À l’avenir, avec des sécheresses aussi intenses que celle de 1976 qui pourraient survenir une année sur deux, la capacité à irriguer restera capitale et elle est déjà sources de tensions, des « mégabassines » de Sainte-Soline au sud Vendée où 600 irriguants mènent une bataille juridique, car ils contestent les trop faibles autorisations de prélèvements d’eau.
Responsable du tiers des émissions de gaz à effet de serre (surtout à cause du méthane émis par les ruminants), l’agriculture régionale porte aussi une part de la réponse à la crise climatique, avec la production d’énergies renouvelables, du solaire à la méthanisation. Mais là aussi, les porteurs de projets déchantent parfois, face notamment à une société de plus en plus regardante sur la dimension des projets (abandon du projet méthaniseur à Corcoué-sur-Lorgne, en Loire-Atlantique) comme au risque de voir s’effacer la vocation nourricière des terres (affaire de la ferme solaire de Mauges-sur-Loire, dans le Maine-et-Loire).

* **Entrées de données enregistrées**:
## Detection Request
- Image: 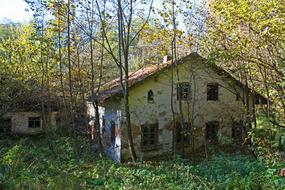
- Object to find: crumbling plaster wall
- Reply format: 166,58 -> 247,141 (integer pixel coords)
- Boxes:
4,112 -> 58,134
119,56 -> 253,157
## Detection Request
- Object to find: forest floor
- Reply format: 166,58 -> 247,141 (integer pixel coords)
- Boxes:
0,135 -> 285,190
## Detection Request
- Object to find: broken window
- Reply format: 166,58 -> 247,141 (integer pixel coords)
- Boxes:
232,122 -> 243,142
0,118 -> 12,134
141,123 -> 158,149
28,117 -> 41,128
205,121 -> 219,142
177,82 -> 191,100
147,90 -> 154,103
176,122 -> 191,145
236,92 -> 240,101
111,120 -> 116,144
207,83 -> 219,101
55,117 -> 61,127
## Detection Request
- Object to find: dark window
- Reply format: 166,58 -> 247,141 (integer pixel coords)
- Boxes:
177,82 -> 191,100
147,90 -> 154,103
207,83 -> 219,101
232,122 -> 243,142
28,117 -> 41,128
176,123 -> 191,145
111,120 -> 116,144
0,118 -> 12,134
205,121 -> 219,142
55,117 -> 61,127
236,92 -> 240,101
141,123 -> 158,149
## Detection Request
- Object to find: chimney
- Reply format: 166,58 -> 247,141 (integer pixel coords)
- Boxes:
163,55 -> 172,64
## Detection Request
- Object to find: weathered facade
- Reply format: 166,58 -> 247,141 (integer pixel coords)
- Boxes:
0,111 -> 58,135
89,53 -> 264,162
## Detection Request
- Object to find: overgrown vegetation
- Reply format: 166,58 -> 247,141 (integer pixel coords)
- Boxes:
0,131 -> 285,189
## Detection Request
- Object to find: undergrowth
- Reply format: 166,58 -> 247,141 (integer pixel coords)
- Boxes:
0,136 -> 285,190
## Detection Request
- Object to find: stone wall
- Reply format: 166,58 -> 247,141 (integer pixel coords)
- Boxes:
100,55 -> 253,162
4,112 -> 58,134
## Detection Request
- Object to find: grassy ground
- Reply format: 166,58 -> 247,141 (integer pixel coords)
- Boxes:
0,136 -> 285,190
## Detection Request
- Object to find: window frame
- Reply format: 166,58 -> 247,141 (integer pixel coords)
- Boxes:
28,117 -> 41,129
207,82 -> 220,101
147,89 -> 154,103
205,121 -> 220,143
110,120 -> 116,144
176,82 -> 192,101
141,123 -> 159,150
175,122 -> 191,147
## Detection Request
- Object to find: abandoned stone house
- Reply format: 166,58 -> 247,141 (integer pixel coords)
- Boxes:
87,53 -> 266,162
0,90 -> 59,135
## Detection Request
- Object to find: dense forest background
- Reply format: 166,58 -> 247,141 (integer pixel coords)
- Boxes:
0,0 -> 285,189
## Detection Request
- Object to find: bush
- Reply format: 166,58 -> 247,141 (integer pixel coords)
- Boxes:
0,135 -> 285,190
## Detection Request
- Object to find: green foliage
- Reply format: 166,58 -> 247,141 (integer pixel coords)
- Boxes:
0,134 -> 285,189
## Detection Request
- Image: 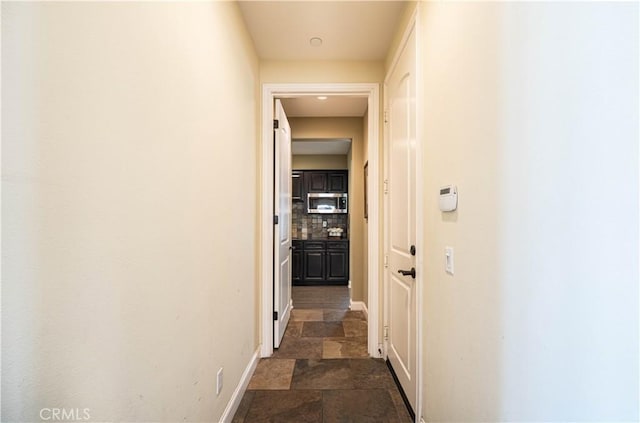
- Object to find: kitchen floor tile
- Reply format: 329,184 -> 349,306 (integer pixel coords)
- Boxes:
244,391 -> 322,423
302,322 -> 345,338
323,310 -> 367,322
342,320 -> 369,338
322,389 -> 400,423
247,358 -> 296,390
291,360 -> 355,390
273,337 -> 322,358
322,337 -> 369,358
291,308 -> 324,322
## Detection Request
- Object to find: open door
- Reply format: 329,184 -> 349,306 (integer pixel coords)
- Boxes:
273,100 -> 291,348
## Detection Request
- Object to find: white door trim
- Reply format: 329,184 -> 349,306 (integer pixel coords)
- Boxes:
383,6 -> 425,422
259,83 -> 380,357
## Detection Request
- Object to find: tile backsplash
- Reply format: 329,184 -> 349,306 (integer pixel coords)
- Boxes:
291,201 -> 349,239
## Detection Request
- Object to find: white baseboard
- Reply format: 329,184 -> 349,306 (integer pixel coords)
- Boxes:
220,346 -> 260,423
349,301 -> 369,320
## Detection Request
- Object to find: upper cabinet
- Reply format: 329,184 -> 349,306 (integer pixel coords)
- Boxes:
327,170 -> 349,192
291,170 -> 305,201
304,170 -> 349,192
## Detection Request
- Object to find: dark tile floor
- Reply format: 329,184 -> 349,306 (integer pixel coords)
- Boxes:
233,309 -> 411,423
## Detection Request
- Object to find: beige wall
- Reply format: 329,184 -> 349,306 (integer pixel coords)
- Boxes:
291,155 -> 349,170
289,118 -> 366,302
260,60 -> 384,83
418,2 -> 639,422
2,2 -> 259,422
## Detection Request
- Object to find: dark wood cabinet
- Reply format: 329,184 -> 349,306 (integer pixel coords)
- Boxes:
291,241 -> 303,285
292,240 -> 349,285
304,171 -> 327,192
291,170 -> 305,205
302,251 -> 327,283
304,170 -> 349,192
327,171 -> 349,192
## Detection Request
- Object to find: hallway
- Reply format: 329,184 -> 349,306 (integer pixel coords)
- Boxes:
233,296 -> 412,423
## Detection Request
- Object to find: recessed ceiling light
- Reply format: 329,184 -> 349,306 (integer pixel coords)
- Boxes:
309,37 -> 322,47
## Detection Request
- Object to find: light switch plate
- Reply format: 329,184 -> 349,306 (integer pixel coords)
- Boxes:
216,367 -> 224,395
444,247 -> 453,275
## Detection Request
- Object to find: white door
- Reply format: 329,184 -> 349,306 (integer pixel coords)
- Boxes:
273,100 -> 291,348
385,25 -> 420,410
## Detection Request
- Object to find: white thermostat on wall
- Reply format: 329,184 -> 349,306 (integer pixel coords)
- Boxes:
438,185 -> 458,211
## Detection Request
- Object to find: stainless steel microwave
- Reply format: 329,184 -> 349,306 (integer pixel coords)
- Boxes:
307,192 -> 347,214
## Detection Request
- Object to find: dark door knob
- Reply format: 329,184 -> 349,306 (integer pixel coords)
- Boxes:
398,267 -> 416,279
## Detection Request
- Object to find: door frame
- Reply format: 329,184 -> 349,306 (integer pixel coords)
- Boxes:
259,83 -> 381,357
382,2 -> 426,422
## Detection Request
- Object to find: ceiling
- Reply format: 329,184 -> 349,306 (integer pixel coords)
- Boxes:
291,138 -> 351,156
239,0 -> 407,60
238,0 -> 408,154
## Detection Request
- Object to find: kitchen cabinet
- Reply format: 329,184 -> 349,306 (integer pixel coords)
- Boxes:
291,241 -> 303,285
291,170 -> 305,205
325,242 -> 349,282
304,170 -> 349,192
327,170 -> 349,192
292,240 -> 349,285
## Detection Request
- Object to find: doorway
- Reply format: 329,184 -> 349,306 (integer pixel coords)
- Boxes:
260,84 -> 382,357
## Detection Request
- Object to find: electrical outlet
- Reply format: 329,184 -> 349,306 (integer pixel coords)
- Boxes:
444,247 -> 453,275
216,367 -> 224,395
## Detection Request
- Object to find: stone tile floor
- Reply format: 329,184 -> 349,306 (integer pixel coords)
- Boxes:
233,309 -> 411,423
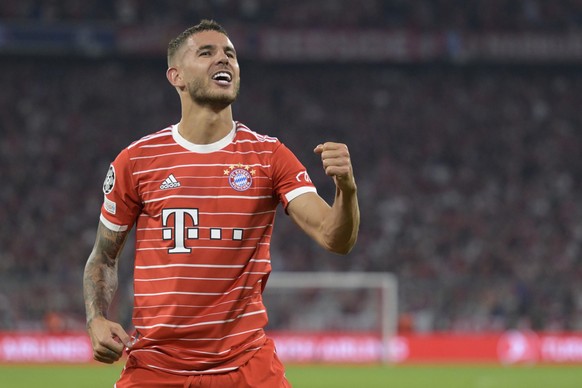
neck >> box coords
[178,102,232,144]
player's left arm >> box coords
[287,142,360,254]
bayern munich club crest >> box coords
[224,163,256,191]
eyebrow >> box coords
[196,44,236,55]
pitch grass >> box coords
[0,364,582,388]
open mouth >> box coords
[212,71,232,85]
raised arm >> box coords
[83,222,130,364]
[287,142,360,254]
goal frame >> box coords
[267,272,398,363]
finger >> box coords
[93,348,121,364]
[111,325,131,348]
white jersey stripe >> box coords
[135,310,266,330]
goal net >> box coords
[264,272,398,363]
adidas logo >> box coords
[160,174,180,190]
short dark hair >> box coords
[168,19,228,65]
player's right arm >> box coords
[83,221,130,364]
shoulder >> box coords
[127,125,174,152]
[236,121,281,147]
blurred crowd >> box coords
[0,0,582,332]
[0,58,582,331]
[0,0,582,31]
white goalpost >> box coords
[264,272,398,363]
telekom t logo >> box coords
[162,209,243,253]
[162,209,198,253]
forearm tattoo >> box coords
[83,223,128,322]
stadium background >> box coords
[0,0,582,384]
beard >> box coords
[186,79,240,110]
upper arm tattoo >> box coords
[83,222,129,321]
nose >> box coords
[218,51,229,64]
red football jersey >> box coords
[101,123,315,374]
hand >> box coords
[313,142,356,192]
[87,317,131,364]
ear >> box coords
[166,67,184,89]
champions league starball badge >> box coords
[103,165,115,195]
[224,163,256,191]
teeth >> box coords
[212,71,231,81]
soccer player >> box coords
[83,20,360,388]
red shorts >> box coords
[115,339,291,388]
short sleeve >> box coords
[100,149,141,232]
[271,144,317,209]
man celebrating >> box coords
[84,20,359,388]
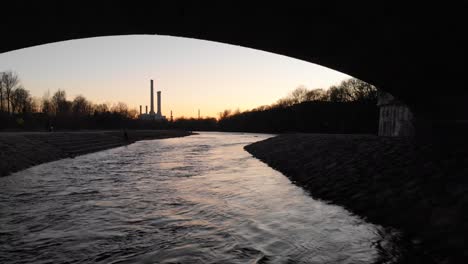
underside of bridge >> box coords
[0,1,468,134]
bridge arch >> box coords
[0,1,468,124]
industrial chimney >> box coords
[157,91,161,116]
[150,80,155,115]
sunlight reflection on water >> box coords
[0,133,398,263]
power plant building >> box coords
[139,80,166,120]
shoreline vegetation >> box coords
[0,130,194,177]
[0,71,379,134]
[245,134,468,263]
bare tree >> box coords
[306,89,327,101]
[51,89,71,115]
[111,102,128,117]
[2,71,19,113]
[72,95,91,116]
[218,109,232,120]
[10,86,32,114]
[289,85,309,104]
[0,72,5,112]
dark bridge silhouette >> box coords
[0,1,468,133]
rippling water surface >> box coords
[0,133,398,263]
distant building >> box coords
[138,80,166,120]
[377,92,414,137]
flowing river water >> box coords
[0,133,402,263]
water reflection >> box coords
[0,133,394,263]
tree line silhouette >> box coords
[0,71,378,133]
[218,78,379,134]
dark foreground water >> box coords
[0,133,400,263]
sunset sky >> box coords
[0,35,350,117]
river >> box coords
[0,132,398,263]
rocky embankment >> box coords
[245,134,468,263]
[0,130,192,176]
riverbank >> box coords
[245,134,468,263]
[0,130,193,176]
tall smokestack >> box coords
[157,91,161,116]
[150,80,154,115]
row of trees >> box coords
[218,78,378,133]
[252,78,377,112]
[0,71,34,114]
[0,71,378,133]
[0,71,138,118]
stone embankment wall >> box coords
[245,134,468,263]
[0,130,192,176]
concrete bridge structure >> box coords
[0,1,468,134]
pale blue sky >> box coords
[0,35,350,117]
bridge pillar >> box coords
[377,91,415,137]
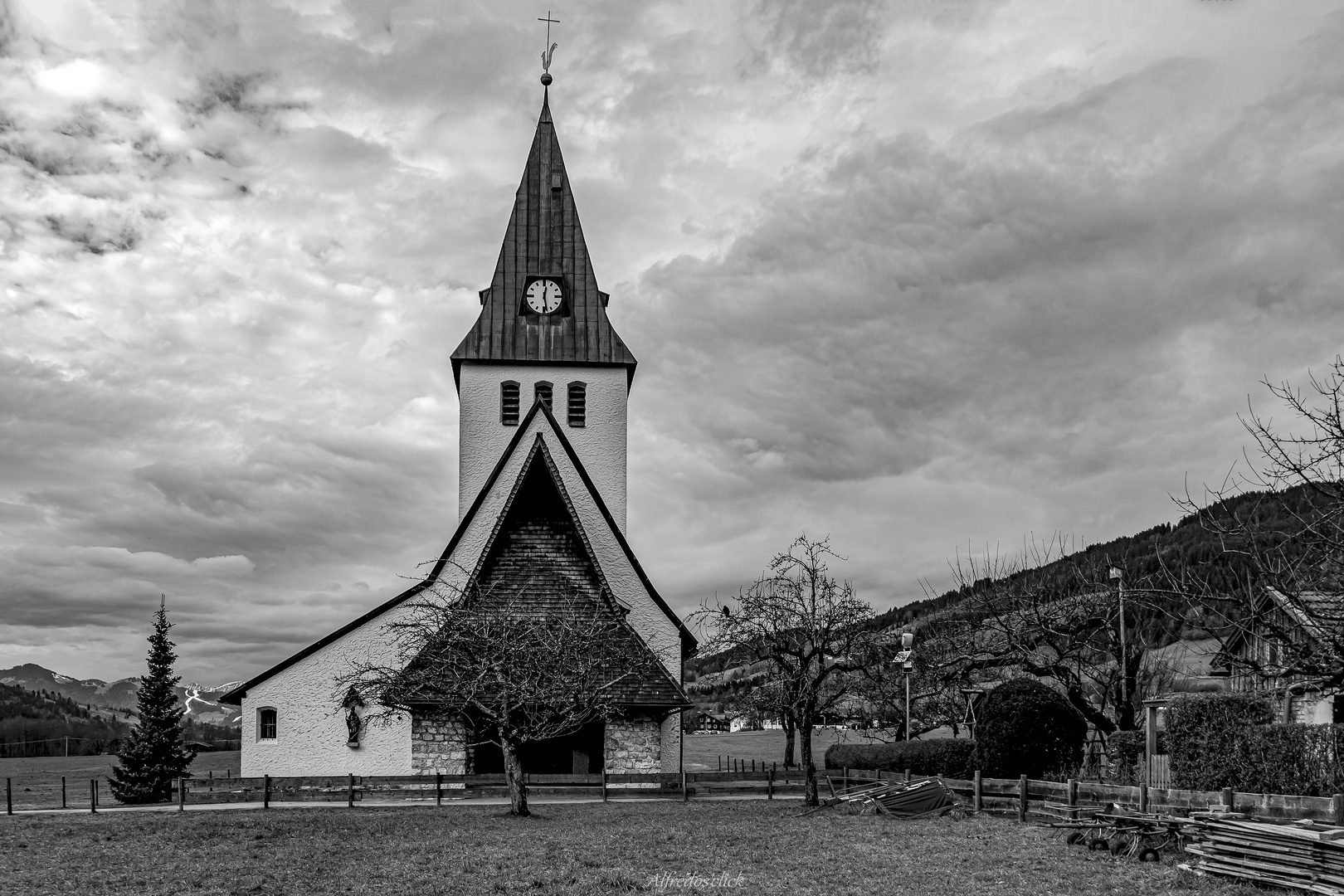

* **Questions sur l'extrait**:
[A] Reproduisez mot pour mot le passage de l'extrait sur l'agriculture régionale qui commence par « À l’avenir, avec » et se poursuit jusqu'à « de prélèvements d’eau. ».
[B] Selon l'extrait sur l'agriculture régionale, combien d'irriguants mènent une bataille juridique dans le sud Vendée ?
[C] Poursuivez l'extrait sur l'agriculture régionale après sa dernière phrase.
Les lignes n'interviennent en rien dans ce travail.

* **Liste des réponses**:
[A]
À l’avenir, avec des sécheresses aussi intenses que celle de 1976 qui pourraient survenir une année sur deux, la capacité à irriguer restera capitale et elle est déjà sources de tensions, des « mégabassines » de Sainte-Soline au sud Vendée où 600 irriguants mènent une bataille juridique, car ils contestent les trop faibles autorisations de prélèvements d’eau.

[B] 600 irriguants.

[C]
…en passant par l’avenir de l’élevage
Sur 6,5 milliards d’euros de chiffre d’affaires réalisés en 2021 par l’agriculture régionale (5e rang national), plus de 60 % venaient de l’élevage. La région est championne nationale de la production de viande bovine ; numéro deux en porc, volaille, œufs, alimentant ainsi le premier secteur industriel régional : l’agroalimentaire (773 entreprises, parmi lesquelles trois des dix plus gros groupes français : Lactalis, LDC et Terrena). Mais le prix à payer de ces débouchés de proximité est parfois lourd, lors des crises sanitaires comme l’influenza aviaire, ou lorsque l’aval veut réduire la voilure, à l’image de Lactalis, qui a décidé de cesser de collecter chez 120 éleveurs dans l’Ouest. Ce n’est pas tout : de Sablé-sur-Sarthe (Bigard) aux Herbiers (Elivia), « l’avenir des outils d’abattage interpelle aussi de nombreux agriculteurs », souligne Eudes Gourdon, porte-parole régional de la Confédération paysanne. Plus de 20 000 chefs d’exploitation, aujourd’hui, sont des éleveurs. Leur activité façonne les paysages avec la moitié de la surface agricole faite de prairies, du pâturage et du bocage. Autant d’éléments favorables au stockage de carbone, à la qualité de l’eau et à la biodiversité, la Stratégie nationale bas carbone faisant dans ce cadre la promotion des pratiques agroécologiques et de la hausse de la production de légumineuses. « Il faut faire perdurer l’élevage car c’est le moteur de la fertilité des sols », estime aussi Loïc Crespin, de la Coordination rurale.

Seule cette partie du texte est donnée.